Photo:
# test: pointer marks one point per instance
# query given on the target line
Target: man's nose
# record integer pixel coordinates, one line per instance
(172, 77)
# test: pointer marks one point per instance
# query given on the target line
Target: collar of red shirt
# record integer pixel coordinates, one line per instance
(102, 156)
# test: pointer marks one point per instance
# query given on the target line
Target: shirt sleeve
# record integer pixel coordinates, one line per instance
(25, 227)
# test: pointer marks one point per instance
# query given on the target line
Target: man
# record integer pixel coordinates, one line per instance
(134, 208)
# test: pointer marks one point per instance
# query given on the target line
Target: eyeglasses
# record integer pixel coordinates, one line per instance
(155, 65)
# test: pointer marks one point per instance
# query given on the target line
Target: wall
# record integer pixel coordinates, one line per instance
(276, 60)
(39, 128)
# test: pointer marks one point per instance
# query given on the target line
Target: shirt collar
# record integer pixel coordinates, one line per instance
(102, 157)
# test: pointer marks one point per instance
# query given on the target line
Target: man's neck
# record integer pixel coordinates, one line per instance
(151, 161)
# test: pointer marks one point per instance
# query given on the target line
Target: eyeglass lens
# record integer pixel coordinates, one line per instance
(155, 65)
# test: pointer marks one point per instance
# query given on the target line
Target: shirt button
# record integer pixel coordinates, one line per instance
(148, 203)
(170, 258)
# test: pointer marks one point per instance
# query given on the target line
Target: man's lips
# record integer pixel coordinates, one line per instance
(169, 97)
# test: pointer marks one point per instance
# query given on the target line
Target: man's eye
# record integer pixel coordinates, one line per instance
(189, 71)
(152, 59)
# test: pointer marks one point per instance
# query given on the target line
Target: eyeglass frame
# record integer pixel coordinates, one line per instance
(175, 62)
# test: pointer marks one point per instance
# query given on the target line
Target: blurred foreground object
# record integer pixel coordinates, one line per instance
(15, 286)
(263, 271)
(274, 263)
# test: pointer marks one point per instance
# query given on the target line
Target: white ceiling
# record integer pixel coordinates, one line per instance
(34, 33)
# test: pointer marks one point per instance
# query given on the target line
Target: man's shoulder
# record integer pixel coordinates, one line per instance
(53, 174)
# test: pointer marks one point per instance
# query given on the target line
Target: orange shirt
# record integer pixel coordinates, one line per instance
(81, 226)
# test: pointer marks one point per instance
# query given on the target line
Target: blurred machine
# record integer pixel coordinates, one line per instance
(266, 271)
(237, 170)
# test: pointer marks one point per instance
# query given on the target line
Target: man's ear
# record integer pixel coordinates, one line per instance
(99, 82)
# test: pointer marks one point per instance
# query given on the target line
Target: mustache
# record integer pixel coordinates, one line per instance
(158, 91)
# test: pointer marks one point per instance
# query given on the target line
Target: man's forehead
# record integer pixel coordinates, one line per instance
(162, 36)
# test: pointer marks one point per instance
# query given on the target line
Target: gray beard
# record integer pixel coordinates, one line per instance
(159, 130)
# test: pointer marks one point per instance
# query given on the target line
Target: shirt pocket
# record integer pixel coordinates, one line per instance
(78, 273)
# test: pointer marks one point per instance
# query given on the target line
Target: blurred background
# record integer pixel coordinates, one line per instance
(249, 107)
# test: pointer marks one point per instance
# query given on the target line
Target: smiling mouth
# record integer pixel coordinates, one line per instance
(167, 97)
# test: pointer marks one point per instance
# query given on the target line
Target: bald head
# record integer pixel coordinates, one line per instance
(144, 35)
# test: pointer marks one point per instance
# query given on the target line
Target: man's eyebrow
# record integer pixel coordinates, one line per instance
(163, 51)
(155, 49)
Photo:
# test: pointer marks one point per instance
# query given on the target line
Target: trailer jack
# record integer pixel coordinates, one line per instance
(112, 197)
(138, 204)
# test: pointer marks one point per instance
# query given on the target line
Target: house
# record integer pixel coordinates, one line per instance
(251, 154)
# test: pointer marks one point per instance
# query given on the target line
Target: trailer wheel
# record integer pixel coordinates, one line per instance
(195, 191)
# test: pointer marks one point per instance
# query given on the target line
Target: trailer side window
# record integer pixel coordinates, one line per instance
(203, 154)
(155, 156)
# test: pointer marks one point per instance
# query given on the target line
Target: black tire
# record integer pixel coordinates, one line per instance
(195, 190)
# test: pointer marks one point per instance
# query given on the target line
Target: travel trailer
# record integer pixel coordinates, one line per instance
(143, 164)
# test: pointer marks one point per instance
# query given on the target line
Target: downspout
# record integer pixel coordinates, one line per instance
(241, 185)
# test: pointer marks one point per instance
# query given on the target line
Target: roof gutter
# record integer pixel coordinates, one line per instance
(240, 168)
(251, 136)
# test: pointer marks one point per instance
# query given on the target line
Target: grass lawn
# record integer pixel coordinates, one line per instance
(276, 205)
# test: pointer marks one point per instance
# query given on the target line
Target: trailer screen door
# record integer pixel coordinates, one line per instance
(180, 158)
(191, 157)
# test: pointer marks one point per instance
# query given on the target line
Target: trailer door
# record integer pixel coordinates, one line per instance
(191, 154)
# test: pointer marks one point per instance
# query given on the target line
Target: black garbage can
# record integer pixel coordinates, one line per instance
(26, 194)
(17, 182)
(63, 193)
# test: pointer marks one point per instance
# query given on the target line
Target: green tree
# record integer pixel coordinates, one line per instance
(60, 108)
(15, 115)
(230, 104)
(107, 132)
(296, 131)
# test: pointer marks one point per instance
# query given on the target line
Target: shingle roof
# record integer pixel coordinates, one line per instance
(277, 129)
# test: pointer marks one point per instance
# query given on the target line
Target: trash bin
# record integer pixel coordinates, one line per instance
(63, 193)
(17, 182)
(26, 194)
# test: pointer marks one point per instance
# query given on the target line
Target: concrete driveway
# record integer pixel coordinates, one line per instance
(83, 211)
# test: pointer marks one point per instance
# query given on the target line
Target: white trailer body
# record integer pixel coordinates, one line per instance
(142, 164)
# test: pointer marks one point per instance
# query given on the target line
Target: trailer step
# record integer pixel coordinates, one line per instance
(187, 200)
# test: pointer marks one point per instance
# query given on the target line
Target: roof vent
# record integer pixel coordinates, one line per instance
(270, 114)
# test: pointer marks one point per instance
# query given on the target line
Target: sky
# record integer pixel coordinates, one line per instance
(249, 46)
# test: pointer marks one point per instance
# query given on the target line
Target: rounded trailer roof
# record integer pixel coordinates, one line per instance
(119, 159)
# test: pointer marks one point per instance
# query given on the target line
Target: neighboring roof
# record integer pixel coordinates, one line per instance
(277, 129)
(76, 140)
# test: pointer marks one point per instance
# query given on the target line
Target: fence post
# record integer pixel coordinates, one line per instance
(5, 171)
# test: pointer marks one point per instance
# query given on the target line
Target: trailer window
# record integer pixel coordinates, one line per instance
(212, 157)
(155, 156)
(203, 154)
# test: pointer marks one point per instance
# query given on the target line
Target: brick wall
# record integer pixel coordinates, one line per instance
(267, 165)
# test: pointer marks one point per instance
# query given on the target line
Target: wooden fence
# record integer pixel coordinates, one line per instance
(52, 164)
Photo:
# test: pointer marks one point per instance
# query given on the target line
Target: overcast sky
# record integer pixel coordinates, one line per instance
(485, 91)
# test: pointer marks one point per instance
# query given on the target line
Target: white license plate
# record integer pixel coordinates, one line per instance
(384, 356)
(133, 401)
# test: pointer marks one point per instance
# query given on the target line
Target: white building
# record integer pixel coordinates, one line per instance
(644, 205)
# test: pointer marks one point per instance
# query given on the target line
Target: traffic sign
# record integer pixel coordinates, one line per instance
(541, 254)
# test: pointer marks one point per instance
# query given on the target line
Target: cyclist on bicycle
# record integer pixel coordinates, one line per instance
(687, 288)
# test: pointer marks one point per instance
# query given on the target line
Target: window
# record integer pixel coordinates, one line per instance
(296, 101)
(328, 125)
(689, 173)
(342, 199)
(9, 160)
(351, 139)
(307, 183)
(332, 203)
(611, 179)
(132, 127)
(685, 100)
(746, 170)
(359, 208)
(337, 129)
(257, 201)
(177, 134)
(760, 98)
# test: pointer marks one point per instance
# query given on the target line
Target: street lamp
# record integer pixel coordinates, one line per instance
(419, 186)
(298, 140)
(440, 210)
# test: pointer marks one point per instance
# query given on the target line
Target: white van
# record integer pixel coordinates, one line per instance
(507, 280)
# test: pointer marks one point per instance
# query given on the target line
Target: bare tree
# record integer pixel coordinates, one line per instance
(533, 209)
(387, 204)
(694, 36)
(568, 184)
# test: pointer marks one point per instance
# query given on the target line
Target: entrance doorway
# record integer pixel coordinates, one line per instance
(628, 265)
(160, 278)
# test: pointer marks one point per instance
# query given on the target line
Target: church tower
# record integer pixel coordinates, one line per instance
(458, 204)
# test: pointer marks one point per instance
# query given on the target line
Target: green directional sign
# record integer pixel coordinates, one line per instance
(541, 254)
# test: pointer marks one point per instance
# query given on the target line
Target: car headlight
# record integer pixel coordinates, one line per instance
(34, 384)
———
- **练习说明**:
把上面所有含有“blurred”这个词的行都挑出来，一行一行抄下来。大小写要区分。

- **完成答案**:
Target: blurred foreground object
Target: blurred machine
Target: blurred background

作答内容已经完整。